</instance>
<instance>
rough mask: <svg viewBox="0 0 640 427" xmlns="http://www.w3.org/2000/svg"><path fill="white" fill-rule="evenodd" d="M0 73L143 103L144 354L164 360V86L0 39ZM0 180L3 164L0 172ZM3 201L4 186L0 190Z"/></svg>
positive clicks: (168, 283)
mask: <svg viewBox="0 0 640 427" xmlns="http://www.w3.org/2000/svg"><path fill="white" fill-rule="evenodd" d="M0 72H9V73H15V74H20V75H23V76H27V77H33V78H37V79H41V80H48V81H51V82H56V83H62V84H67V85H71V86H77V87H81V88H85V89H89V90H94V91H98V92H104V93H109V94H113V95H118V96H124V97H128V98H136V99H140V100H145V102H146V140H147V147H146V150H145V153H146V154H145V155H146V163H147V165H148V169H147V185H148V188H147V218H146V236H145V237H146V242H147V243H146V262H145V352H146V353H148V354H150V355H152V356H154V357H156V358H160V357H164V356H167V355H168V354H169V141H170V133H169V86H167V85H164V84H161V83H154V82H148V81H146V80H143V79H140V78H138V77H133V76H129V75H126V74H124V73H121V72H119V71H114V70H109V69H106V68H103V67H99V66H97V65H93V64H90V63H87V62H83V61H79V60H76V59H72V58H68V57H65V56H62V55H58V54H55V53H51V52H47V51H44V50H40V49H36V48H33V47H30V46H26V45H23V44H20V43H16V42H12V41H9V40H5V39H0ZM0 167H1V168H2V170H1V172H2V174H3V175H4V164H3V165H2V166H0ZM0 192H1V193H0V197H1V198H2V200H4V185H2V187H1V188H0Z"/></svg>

### WORK REQUEST
Please copy every record above verbatim, keeping each line unchanged.

### YOUR RESPONSE
</instance>
<instance>
rough mask: <svg viewBox="0 0 640 427" xmlns="http://www.w3.org/2000/svg"><path fill="white" fill-rule="evenodd" d="M0 73L143 103L144 354L164 360V86L0 39ZM0 180L3 164L0 172ZM3 201L4 186L0 190Z"/></svg>
positive clicks: (168, 283)
mask: <svg viewBox="0 0 640 427" xmlns="http://www.w3.org/2000/svg"><path fill="white" fill-rule="evenodd" d="M0 72H9V73H15V74H20V75H23V76H27V77H33V78H37V79H41V80H48V81H51V82H56V83H62V84H67V85H71V86H77V87H81V88H85V89H89V90H94V91H98V92H104V93H109V94H113V95H118V96H124V97H128V98H136V99H140V100H145V102H146V140H147V147H146V150H145V153H146V154H145V155H146V163H147V165H148V169H147V185H148V188H147V218H146V236H145V237H146V242H147V243H146V262H145V352H146V353H148V354H150V355H152V356H154V357H156V358H160V357H164V356H167V355H168V354H169V141H170V133H169V86H167V85H164V84H161V83H154V82H148V81H146V80H143V79H140V78H138V77H133V76H129V75H126V74H124V73H121V72H119V71H114V70H109V69H106V68H103V67H99V66H97V65H93V64H90V63H87V62H83V61H79V60H76V59H72V58H68V57H65V56H62V55H58V54H55V53H51V52H47V51H44V50H40V49H36V48H33V47H30V46H26V45H23V44H20V43H16V42H12V41H9V40H5V39H0ZM0 167H1V168H2V170H1V172H2V174H3V175H4V164H3V165H2V166H0ZM0 192H1V193H0V197H1V198H2V200H4V185H2V187H1V188H0Z"/></svg>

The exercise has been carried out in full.